* What the exercise asks:
Edit the items below so that "A dot per instance is expected" becomes "Each instance gets one dot" throughout, with all other text left unchanged.

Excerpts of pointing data
+ + + + +

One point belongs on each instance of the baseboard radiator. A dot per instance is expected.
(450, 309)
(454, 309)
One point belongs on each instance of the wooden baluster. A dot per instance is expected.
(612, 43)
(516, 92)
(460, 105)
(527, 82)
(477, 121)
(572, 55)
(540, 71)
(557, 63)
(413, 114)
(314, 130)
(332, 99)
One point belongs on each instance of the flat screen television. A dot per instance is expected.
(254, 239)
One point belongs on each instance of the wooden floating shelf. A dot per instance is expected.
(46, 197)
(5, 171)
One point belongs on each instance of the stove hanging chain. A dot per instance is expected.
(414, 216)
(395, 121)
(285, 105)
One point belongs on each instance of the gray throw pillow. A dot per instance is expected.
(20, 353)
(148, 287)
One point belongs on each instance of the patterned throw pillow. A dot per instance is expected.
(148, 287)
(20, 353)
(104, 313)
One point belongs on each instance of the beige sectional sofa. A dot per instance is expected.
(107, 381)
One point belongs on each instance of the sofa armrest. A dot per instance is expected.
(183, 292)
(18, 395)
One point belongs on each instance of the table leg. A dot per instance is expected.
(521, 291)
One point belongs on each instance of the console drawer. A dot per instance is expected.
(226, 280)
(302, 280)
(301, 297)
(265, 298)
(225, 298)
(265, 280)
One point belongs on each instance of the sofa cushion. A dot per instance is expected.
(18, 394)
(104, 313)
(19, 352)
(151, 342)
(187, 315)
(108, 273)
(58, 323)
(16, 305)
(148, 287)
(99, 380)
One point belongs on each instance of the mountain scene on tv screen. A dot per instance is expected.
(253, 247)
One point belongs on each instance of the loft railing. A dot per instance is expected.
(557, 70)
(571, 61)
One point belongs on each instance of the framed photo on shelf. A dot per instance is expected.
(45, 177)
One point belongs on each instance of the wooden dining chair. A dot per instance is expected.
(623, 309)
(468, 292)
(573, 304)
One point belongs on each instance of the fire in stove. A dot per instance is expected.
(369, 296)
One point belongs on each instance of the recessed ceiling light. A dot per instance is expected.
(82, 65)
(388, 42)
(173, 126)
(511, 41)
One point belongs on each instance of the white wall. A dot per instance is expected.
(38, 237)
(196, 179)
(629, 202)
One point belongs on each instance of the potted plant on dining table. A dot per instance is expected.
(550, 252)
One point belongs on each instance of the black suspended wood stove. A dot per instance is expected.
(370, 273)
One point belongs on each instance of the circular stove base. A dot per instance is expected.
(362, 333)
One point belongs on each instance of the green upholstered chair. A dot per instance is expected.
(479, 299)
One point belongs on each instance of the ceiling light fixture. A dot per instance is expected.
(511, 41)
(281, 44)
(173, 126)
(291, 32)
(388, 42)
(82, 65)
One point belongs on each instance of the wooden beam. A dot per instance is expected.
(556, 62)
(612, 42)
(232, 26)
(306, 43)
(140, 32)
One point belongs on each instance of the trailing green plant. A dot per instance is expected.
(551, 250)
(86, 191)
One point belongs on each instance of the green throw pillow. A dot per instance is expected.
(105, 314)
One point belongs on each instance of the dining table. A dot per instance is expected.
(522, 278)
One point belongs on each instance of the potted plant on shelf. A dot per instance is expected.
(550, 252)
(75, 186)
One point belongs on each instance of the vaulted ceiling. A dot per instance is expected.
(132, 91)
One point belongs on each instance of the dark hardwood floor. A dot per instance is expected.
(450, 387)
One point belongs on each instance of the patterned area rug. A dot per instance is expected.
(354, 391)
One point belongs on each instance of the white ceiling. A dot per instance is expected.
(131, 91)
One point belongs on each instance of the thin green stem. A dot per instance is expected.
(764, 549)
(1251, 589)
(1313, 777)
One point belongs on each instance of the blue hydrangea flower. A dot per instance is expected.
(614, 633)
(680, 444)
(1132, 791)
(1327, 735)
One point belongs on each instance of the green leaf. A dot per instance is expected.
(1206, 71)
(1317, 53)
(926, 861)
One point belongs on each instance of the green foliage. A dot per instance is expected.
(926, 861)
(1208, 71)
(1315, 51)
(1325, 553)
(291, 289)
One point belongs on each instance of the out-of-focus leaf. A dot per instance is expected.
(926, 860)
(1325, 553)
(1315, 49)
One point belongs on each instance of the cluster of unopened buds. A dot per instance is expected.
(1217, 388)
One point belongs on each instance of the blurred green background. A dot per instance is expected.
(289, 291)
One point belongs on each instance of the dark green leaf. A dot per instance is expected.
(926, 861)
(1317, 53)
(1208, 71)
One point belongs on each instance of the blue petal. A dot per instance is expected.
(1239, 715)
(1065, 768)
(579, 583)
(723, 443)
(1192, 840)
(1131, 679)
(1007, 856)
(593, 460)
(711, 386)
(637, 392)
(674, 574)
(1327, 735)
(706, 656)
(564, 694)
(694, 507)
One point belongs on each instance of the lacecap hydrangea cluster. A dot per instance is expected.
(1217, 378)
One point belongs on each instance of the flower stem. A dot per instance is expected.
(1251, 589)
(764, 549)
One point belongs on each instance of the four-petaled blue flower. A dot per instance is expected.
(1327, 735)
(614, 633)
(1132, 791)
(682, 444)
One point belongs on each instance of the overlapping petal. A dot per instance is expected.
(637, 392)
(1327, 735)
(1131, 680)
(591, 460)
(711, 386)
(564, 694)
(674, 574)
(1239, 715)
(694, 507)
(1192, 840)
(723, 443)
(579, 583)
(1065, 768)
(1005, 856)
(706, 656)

+ + + + +

* Exercise answer:
One point belongs on each instance of the baseboard radiator. Each instance gets one dot.
(450, 309)
(454, 309)
One point belongs on each instance of the wooden baluster. Each instance gets one dot.
(612, 43)
(516, 92)
(460, 105)
(527, 82)
(477, 121)
(572, 55)
(540, 71)
(557, 63)
(413, 114)
(314, 130)
(332, 99)
One point belongs on each instance of the flat screen television. Each instance gets one dot.
(254, 239)
One point belongs on each instance of the wooden floating shelf. Each instance gets one dot.
(46, 197)
(5, 171)
One point belongs on each instance of the stove hanging chain. Each instance gets one dot.
(414, 216)
(395, 121)
(285, 105)
One point belongs on each instance of the gray throw pillow. Each instance gets one dot.
(20, 353)
(148, 287)
One point belongs on each instance of the patterned throw pillow. Each instance gets one dot.
(148, 287)
(20, 353)
(104, 313)
One point belongs on each instance of the beige sectional sofa. Each instance gets one dot.
(107, 381)
One point belongs on each instance of the sofa armrest. Each instance gets one dot.
(183, 292)
(18, 395)
One point belongs on each instance of the table leg. Each instance gets one dot.
(521, 291)
One point belongs on each instance of the console drawer. Each instance gets one dot.
(226, 280)
(302, 280)
(301, 297)
(265, 298)
(225, 298)
(265, 280)
One point belongs on each instance of the sofa cushion. Each instance gets one dot.
(18, 394)
(104, 313)
(19, 352)
(151, 342)
(187, 315)
(108, 273)
(58, 323)
(16, 305)
(148, 287)
(99, 380)
One point belongs on each instance of the mountain scene on tv screen. Each instance gets one dot.
(253, 247)
One point belongs on each instance of the loft railing. Each instance gets one dot.
(557, 70)
(571, 61)
One point belongs on each instance of the framed photo on shelf. Each instance gets one dot.
(45, 177)
One point belongs on each instance of the wooden dining chair. Each instance gets one dot.
(623, 309)
(468, 292)
(573, 304)
One point belongs on each instance of the fire in stove. Each instance gets one dot.
(369, 296)
One point belongs on each instance of the recessed ceiling light. Each instance gets one dot.
(82, 65)
(388, 42)
(173, 126)
(511, 41)
One point belongs on each instance of the white wall. Each instance gets one dot.
(38, 237)
(196, 179)
(629, 202)
One point belongs on each instance of the potted plant on dining table. Each instance gets one dot.
(550, 252)
One point belongs on each instance of the black suspended wood stove. Each instance gets one dot.
(370, 273)
One point belongs on each instance of the circular stove base. Each instance gets one dot.
(362, 333)
One point belongs on each instance of the green upholstered chair. Each instance gets one dot.
(479, 299)
One point belongs on each instance of the ceiling light fixture. Each instance gets one dot.
(511, 41)
(281, 44)
(173, 126)
(291, 32)
(388, 42)
(82, 65)
One point belongs on each instance of the wooden beam. Each instance gets one dot.
(556, 62)
(612, 42)
(232, 26)
(306, 43)
(140, 32)
One point belongs on each instance of the trailing green plant. Each instance gets one dot.
(551, 250)
(86, 191)
One point belongs on each instance of the green throw pillow. Each instance gets one dot.
(105, 314)
One point belongs on each instance of the dining table. Each instance gets one dot.
(522, 278)
One point belongs on each instance of the potted plant on shelf. Each instance gets one dot.
(550, 252)
(75, 186)
One point belongs on each instance of the vaulted ceiling. Each instance gets one dot.
(132, 91)
One point belongs on each instance of the dark hardwood floor. Each instance gets one dot.
(450, 387)
One point belongs on each instance of the patterned area rug. Each instance gets one dot.
(354, 391)
One point belongs on each instance of the white ceiling. Each instance gets one dot.
(131, 91)
One point belongs on each instance of the thin green stem. Each instance gets one dot.
(764, 549)
(1251, 589)
(1313, 777)
One point belongs on each instance of the blue hydrangea flower. Each instance gets one dot.
(614, 633)
(680, 444)
(1132, 791)
(1327, 735)
One point belongs on each instance of the green leaf. Each instance gets one dot.
(1206, 71)
(1317, 53)
(926, 861)
One point belongs on each instance of the green foliage. Each instance gets one dot.
(926, 861)
(1208, 71)
(1315, 51)
(1325, 553)
(291, 289)
One point belongs on each instance of the out-of-focus leaf. Each instance gets one dot.
(926, 860)
(1325, 553)
(1315, 49)
One point belongs on each instance of the cluster of unopened buds. Each instance gets one dot.
(1217, 388)
One point belongs on each instance of the blurred green background. Each instance gets one dot.
(289, 291)
One point belongs on each instance of the dark green leaf. Each instance gets one dot.
(926, 861)
(1317, 53)
(1208, 71)
One point belongs on each instance of the blue petal. Each instance gets one dot.
(1239, 715)
(1065, 768)
(579, 583)
(723, 443)
(1192, 840)
(1131, 679)
(1007, 856)
(593, 460)
(711, 386)
(637, 392)
(674, 574)
(1327, 735)
(706, 656)
(564, 694)
(694, 507)
One point belongs on each instance of the lacecap hydrangea cluster. Each instance gets one dot.
(1217, 378)
One point belongs on each instance of the flower stem. Each instance gets one dot.
(1251, 589)
(764, 549)
One point belongs on each instance of the four-petaled blue flower. Each instance gets one dot.
(1327, 735)
(614, 633)
(1132, 791)
(682, 444)
One point belongs on each instance of the overlapping petal. Each instance gets one dot.
(637, 392)
(1327, 735)
(1131, 680)
(591, 460)
(711, 386)
(564, 694)
(674, 574)
(1239, 715)
(694, 507)
(1192, 840)
(723, 443)
(579, 583)
(1065, 768)
(1005, 856)
(706, 656)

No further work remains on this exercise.